- [PROBLEM TO SOLVE]:
Find and copy each line of the records where the string "smiling" shows up.

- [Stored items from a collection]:
= = = = = = =

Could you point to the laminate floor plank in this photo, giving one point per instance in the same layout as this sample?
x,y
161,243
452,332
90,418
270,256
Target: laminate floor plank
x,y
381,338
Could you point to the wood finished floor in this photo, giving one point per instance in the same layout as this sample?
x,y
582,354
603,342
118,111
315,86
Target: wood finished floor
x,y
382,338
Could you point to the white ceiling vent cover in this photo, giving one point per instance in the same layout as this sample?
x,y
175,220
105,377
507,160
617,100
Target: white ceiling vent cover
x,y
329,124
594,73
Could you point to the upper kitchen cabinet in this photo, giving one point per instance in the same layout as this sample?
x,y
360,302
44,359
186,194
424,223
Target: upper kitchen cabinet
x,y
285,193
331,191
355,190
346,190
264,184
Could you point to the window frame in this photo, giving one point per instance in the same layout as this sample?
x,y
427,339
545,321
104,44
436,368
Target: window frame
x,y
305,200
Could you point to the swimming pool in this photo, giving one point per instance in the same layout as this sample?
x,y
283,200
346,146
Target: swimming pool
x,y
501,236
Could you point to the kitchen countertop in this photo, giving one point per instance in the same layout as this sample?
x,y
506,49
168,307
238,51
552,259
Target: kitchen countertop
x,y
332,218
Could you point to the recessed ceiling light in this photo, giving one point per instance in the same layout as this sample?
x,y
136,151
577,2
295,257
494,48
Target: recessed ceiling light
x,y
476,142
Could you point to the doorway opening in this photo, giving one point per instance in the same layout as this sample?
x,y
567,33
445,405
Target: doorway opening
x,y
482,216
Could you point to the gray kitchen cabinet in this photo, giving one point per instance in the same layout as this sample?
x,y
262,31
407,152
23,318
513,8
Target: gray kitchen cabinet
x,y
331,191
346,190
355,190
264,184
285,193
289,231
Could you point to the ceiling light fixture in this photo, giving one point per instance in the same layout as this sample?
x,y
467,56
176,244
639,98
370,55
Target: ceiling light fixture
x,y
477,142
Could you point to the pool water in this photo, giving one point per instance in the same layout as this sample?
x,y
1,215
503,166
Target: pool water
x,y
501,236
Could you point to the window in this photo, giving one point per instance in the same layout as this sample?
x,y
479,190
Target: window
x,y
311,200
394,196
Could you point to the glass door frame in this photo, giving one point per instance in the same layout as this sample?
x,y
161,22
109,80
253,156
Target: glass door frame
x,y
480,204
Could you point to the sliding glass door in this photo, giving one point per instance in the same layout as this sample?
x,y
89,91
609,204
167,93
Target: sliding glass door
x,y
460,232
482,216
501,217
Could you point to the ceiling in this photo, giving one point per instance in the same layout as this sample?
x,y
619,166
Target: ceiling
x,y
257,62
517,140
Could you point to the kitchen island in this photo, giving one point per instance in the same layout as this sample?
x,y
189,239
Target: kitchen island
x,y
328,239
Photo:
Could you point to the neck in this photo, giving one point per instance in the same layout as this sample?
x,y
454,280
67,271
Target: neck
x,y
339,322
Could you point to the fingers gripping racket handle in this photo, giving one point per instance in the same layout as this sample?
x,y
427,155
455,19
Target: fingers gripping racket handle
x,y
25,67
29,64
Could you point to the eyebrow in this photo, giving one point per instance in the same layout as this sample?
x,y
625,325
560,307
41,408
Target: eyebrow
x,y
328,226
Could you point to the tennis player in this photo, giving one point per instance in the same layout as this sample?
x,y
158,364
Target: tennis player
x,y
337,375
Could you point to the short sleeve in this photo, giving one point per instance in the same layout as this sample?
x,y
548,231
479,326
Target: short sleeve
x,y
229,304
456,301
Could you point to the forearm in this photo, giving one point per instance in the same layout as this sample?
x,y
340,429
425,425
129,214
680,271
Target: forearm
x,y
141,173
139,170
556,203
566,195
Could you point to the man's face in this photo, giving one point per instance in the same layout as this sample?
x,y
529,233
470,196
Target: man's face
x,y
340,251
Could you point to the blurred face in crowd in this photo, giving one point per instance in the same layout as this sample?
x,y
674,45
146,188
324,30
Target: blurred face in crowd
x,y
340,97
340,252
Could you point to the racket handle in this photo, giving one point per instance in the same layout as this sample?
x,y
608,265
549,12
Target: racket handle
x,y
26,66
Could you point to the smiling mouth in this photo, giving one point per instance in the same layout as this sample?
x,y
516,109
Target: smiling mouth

= = = = = = =

- [RESULT]:
Could you point to the smiling mouth in this photo, giving one point per instance in the same layout as this sample?
Target: smiling mouth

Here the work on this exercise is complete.